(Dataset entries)
- - -

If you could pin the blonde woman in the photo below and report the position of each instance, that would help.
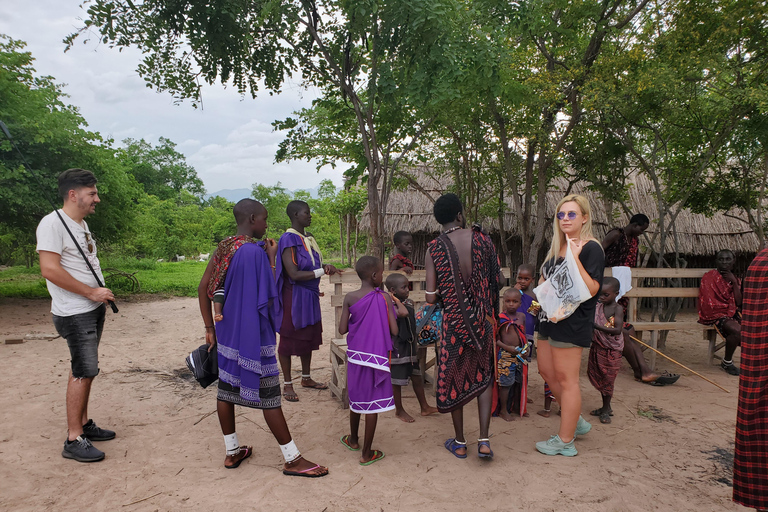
(560, 344)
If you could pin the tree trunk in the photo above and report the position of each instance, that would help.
(349, 260)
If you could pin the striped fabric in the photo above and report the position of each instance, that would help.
(750, 465)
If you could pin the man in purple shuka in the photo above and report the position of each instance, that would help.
(299, 268)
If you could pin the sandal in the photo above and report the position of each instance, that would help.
(452, 445)
(305, 472)
(486, 443)
(248, 452)
(316, 385)
(290, 396)
(377, 456)
(345, 441)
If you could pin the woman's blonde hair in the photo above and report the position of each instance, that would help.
(558, 237)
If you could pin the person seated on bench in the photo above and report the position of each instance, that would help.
(621, 248)
(719, 305)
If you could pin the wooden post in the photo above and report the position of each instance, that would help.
(654, 344)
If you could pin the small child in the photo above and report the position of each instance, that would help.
(405, 359)
(403, 241)
(524, 283)
(366, 315)
(607, 345)
(511, 340)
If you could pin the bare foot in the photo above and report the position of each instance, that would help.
(374, 456)
(428, 410)
(307, 382)
(352, 445)
(404, 416)
(233, 461)
(303, 467)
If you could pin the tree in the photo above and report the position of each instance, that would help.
(161, 170)
(53, 138)
(381, 59)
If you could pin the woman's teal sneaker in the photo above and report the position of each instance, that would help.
(555, 446)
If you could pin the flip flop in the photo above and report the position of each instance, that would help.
(451, 445)
(377, 456)
(290, 397)
(484, 455)
(345, 441)
(304, 472)
(248, 452)
(317, 385)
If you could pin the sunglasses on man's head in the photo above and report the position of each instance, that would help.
(571, 215)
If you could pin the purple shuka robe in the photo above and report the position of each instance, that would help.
(368, 345)
(246, 336)
(305, 303)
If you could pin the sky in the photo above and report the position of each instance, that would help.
(229, 142)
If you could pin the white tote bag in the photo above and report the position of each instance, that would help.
(563, 291)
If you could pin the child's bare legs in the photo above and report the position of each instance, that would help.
(484, 409)
(399, 411)
(279, 428)
(354, 429)
(307, 382)
(457, 416)
(226, 413)
(418, 387)
(354, 434)
(547, 406)
(607, 404)
(288, 392)
(503, 399)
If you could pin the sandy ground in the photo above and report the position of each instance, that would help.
(169, 451)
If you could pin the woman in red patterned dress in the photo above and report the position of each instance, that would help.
(463, 273)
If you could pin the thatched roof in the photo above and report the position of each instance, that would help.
(410, 210)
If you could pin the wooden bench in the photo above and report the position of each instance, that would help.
(639, 291)
(338, 383)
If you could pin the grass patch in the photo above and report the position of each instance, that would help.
(22, 282)
(175, 279)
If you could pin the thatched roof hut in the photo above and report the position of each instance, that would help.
(698, 235)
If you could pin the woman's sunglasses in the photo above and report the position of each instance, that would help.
(571, 215)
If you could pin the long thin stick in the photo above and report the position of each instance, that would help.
(142, 499)
(679, 364)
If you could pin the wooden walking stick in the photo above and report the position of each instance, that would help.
(679, 364)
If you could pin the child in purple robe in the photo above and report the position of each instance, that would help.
(298, 268)
(367, 316)
(245, 338)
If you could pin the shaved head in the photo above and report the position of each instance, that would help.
(293, 208)
(527, 267)
(245, 208)
(612, 283)
(366, 266)
(394, 280)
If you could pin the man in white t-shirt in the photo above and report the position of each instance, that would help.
(78, 303)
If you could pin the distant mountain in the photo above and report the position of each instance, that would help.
(237, 194)
(231, 194)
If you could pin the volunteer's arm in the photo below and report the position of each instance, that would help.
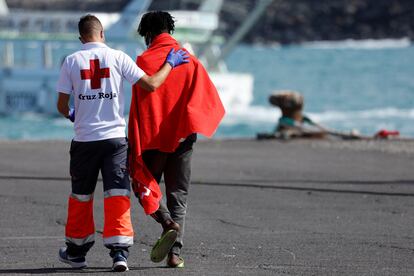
(150, 83)
(63, 106)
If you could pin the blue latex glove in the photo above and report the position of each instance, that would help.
(71, 115)
(177, 58)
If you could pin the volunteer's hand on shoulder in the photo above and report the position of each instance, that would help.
(174, 59)
(177, 58)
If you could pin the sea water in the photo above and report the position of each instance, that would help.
(362, 85)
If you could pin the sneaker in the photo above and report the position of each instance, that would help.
(120, 263)
(163, 245)
(75, 262)
(175, 261)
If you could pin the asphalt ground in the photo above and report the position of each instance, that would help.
(255, 208)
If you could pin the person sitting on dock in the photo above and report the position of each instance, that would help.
(293, 123)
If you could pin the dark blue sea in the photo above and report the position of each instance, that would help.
(347, 85)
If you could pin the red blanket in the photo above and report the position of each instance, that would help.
(186, 103)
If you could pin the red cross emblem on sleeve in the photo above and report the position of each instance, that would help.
(95, 73)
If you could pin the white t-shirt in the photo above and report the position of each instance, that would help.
(94, 76)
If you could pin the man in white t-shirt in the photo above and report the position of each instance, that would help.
(94, 77)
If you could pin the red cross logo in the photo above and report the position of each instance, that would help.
(95, 74)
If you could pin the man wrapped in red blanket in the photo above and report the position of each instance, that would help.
(162, 130)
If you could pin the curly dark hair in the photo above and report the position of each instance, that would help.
(88, 25)
(156, 22)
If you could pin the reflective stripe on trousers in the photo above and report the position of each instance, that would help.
(117, 224)
(117, 209)
(80, 231)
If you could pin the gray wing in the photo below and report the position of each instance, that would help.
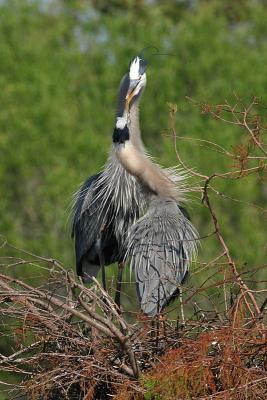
(161, 246)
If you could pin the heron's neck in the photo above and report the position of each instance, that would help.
(138, 164)
(128, 129)
(134, 128)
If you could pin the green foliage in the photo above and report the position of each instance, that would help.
(61, 63)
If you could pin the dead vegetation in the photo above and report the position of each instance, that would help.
(68, 341)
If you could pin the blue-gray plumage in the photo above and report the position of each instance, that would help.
(108, 203)
(132, 210)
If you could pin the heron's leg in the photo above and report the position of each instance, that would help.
(118, 287)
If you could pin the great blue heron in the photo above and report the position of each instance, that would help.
(132, 209)
(110, 202)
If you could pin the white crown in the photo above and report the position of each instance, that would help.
(134, 68)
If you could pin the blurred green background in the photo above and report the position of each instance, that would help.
(60, 66)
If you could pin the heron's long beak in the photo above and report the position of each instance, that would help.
(132, 90)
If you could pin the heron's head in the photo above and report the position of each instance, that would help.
(132, 85)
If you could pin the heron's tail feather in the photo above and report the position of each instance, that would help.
(161, 246)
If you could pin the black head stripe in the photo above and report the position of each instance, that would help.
(124, 86)
(121, 135)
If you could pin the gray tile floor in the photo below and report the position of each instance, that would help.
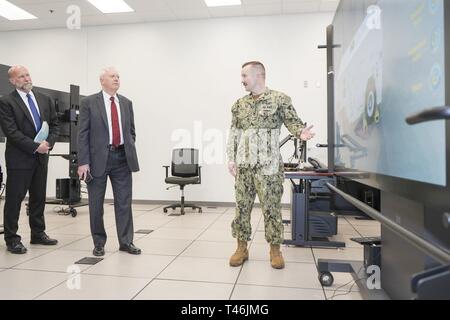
(185, 257)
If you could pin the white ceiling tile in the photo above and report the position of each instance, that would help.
(329, 5)
(253, 2)
(152, 16)
(156, 10)
(199, 13)
(186, 4)
(149, 5)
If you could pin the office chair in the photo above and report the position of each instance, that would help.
(185, 170)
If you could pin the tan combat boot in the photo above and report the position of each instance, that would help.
(241, 254)
(276, 259)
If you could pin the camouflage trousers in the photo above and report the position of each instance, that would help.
(249, 182)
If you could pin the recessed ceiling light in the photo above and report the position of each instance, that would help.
(13, 12)
(111, 6)
(222, 3)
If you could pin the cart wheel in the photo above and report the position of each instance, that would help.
(326, 279)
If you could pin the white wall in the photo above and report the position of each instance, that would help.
(182, 75)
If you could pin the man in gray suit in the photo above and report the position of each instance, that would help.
(106, 147)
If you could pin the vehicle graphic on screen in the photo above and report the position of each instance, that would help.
(360, 75)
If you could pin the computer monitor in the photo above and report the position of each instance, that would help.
(391, 60)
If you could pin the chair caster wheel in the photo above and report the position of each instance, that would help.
(326, 279)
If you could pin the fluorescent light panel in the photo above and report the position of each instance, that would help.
(13, 12)
(111, 6)
(222, 3)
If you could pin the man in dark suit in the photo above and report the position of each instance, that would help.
(22, 114)
(106, 148)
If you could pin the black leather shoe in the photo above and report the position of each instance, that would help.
(44, 240)
(17, 248)
(130, 249)
(98, 251)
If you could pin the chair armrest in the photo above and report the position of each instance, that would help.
(167, 170)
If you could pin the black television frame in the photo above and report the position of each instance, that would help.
(428, 194)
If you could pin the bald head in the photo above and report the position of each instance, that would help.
(110, 80)
(20, 78)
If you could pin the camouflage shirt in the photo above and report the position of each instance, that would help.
(255, 129)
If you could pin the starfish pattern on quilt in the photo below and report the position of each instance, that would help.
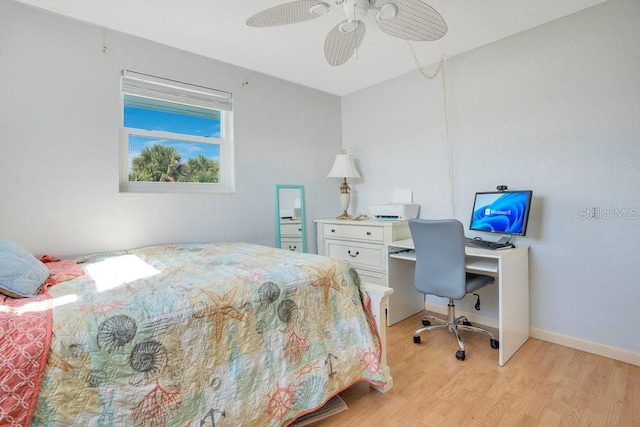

- - -

* Required action
Your answer must be the lines from the one containing "If you could pin the black television" through the last line of the records, printed exactly with no pictures; please include both ends.

* Response to this task
If you could pin the black television frame in the photo above and report the position of each instance, that would help.
(428, 194)
If you could pin the bald head in the photo above and report the position of each instance, that would help.
(110, 80)
(20, 78)
If you could pin the camouflage shirt in the photo above and report the position of each instance, that would help.
(255, 129)
If you could pin the starfish pattern on quilt in the photo below and report the position of each instance, that would help.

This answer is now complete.